[Point localization data]

○ ○ ○ ○ ○

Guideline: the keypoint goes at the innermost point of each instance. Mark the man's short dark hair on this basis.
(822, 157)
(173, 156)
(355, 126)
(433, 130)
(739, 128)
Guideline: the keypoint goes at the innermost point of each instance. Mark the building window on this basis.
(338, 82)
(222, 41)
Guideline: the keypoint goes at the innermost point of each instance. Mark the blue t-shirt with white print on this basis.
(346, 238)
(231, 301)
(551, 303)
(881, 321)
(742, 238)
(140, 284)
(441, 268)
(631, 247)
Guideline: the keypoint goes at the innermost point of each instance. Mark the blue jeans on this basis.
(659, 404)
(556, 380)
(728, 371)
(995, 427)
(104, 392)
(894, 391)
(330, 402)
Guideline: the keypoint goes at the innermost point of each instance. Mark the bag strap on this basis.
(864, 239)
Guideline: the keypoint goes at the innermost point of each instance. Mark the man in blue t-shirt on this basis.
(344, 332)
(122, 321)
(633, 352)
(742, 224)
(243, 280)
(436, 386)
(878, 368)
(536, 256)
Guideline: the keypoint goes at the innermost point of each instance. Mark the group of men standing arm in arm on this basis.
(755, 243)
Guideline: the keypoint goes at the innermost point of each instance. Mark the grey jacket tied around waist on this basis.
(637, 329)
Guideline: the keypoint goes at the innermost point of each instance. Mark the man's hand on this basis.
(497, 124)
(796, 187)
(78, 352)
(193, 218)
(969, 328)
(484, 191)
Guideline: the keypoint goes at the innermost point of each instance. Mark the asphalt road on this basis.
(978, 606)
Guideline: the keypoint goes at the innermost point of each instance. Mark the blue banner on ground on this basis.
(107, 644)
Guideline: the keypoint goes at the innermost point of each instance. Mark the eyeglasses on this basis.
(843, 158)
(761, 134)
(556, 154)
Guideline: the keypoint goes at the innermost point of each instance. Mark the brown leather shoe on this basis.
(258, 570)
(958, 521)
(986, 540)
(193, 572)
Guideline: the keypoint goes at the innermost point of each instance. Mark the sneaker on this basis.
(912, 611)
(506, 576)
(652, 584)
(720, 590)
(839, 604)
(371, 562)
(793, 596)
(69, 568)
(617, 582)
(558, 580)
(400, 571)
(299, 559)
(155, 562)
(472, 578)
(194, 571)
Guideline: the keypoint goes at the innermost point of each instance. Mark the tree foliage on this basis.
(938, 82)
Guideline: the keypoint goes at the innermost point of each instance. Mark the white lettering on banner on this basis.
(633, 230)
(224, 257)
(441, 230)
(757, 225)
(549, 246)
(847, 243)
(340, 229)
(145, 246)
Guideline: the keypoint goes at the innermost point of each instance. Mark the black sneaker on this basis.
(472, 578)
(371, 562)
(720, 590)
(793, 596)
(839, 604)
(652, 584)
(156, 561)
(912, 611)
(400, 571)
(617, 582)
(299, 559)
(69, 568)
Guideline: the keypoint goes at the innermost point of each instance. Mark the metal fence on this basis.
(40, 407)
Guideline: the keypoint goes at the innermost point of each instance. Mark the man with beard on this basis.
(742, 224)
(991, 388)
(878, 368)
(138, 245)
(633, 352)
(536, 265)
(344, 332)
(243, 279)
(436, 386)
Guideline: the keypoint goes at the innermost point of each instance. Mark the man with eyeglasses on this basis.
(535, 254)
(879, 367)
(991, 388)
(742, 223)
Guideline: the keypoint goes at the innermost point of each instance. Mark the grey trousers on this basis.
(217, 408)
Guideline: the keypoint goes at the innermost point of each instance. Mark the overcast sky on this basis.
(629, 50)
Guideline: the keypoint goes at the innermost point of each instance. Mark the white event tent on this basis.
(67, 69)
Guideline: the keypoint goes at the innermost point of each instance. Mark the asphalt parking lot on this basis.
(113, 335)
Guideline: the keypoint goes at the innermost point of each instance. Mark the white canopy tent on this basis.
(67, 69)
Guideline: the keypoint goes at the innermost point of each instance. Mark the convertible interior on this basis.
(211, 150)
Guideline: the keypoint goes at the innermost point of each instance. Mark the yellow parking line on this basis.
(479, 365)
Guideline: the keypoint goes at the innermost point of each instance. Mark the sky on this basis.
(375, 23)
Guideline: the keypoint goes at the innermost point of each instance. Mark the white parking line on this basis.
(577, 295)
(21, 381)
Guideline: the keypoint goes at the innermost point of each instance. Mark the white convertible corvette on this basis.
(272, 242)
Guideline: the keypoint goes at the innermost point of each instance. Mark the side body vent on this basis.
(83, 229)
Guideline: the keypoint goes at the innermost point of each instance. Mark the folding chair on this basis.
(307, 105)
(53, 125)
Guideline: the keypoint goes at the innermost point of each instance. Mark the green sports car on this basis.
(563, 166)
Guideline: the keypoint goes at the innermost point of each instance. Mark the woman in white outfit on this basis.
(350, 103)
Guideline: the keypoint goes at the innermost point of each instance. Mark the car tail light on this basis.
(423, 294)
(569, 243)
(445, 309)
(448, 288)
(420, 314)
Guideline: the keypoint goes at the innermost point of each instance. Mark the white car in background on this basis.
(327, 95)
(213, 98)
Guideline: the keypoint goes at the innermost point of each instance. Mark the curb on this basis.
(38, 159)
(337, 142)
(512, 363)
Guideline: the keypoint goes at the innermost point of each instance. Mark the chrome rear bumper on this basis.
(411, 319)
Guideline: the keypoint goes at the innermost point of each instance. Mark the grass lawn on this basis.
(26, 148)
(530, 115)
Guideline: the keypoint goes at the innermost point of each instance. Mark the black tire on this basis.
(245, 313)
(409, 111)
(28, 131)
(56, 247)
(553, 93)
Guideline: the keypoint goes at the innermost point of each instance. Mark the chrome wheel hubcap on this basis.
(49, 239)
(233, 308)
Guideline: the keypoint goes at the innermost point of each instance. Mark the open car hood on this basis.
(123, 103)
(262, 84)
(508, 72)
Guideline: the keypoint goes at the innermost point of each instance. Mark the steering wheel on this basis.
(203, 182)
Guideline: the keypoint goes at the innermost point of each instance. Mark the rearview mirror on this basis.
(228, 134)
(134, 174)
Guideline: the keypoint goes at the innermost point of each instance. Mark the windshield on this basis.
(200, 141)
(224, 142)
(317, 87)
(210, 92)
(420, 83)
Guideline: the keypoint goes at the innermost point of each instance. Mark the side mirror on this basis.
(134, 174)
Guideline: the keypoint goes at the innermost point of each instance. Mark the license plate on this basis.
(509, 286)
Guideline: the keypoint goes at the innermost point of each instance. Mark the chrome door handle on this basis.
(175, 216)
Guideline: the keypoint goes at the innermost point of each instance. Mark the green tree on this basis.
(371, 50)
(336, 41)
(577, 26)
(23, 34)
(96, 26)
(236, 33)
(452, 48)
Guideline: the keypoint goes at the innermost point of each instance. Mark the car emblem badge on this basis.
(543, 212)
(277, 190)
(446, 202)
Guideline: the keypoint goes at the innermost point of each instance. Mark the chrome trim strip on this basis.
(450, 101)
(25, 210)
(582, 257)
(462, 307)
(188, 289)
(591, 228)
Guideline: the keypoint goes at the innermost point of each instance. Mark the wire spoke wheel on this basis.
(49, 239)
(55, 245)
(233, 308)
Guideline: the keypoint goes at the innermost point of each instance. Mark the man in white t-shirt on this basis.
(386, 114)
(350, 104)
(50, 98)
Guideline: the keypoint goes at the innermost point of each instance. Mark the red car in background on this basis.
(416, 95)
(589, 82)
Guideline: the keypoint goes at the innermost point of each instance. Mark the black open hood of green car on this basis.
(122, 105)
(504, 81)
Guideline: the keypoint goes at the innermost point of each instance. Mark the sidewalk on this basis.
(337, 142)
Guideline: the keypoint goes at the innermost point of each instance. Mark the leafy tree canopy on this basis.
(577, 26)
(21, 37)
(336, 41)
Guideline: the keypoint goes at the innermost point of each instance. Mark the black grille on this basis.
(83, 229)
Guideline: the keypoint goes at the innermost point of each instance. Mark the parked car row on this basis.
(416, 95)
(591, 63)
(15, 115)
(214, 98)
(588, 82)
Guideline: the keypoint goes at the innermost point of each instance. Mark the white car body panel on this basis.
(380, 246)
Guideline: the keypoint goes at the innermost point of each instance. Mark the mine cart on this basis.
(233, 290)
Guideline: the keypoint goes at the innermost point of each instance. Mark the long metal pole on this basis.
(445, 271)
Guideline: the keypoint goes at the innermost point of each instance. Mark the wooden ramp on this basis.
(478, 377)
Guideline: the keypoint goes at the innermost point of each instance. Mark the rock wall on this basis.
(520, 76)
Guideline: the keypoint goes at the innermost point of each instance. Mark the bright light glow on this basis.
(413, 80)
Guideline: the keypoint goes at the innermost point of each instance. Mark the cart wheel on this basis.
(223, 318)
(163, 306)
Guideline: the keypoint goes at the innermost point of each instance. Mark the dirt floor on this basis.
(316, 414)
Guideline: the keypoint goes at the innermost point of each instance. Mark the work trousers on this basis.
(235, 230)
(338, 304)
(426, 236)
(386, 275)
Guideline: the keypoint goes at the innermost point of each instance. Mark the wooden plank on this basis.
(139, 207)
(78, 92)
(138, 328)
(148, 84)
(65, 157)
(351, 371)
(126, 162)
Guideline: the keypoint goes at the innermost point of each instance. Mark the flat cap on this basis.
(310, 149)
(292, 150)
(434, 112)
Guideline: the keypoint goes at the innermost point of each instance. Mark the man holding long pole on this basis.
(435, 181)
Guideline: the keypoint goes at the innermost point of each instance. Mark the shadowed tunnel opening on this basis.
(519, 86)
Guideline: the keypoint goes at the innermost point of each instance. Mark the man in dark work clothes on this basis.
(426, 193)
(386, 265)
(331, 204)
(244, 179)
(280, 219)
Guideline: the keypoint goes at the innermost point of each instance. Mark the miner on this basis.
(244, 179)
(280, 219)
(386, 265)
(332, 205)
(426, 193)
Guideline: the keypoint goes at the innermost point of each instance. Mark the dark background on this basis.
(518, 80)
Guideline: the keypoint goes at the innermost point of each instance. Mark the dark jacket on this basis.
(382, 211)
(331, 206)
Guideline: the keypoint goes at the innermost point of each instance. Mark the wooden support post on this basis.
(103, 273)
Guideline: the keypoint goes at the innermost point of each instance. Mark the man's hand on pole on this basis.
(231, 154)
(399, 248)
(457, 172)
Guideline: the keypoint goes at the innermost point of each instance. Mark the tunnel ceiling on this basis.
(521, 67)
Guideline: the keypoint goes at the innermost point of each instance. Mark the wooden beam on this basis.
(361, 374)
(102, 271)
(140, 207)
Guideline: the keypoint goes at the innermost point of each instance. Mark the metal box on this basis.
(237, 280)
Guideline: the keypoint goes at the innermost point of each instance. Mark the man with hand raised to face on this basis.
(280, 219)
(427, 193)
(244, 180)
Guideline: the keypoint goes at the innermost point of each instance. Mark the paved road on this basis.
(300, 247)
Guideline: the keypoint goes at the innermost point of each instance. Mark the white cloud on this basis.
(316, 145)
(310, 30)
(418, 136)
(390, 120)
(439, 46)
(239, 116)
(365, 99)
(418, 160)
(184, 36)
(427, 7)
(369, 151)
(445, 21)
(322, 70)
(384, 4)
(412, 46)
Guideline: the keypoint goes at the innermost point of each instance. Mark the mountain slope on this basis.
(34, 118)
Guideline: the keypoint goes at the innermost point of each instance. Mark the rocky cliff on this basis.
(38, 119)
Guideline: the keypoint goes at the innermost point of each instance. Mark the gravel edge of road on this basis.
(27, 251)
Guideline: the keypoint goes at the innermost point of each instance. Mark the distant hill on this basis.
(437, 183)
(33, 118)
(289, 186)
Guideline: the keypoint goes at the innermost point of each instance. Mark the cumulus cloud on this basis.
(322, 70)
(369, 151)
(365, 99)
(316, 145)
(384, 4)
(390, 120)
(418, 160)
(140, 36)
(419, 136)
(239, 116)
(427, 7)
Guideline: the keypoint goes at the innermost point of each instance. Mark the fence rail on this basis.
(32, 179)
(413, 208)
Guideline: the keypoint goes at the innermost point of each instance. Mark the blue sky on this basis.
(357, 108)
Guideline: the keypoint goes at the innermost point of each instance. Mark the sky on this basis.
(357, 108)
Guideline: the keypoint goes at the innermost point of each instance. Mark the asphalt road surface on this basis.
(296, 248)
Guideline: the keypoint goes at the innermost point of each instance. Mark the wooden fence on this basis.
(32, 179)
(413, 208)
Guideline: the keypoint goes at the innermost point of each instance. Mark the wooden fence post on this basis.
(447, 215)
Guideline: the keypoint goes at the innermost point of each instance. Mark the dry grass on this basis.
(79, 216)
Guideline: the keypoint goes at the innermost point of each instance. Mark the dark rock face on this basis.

○ ○ ○ ○ ○

## [Aim of the exercise]
Exactly the lines from the one containing "fence post on this basis." through the end of the records should be reproduced, and no others.

## [Task output]
Guideline: the keypoint goes at the innermost point of each instance. Mark the wooden fence post on this basis.
(447, 215)
Guideline: the keypoint goes at the innermost point of each instance. Mark the dry grass on this basis.
(79, 216)
Guideline: the keypoint goes at the innermost point of each instance. Mark the dark rock face on this basis.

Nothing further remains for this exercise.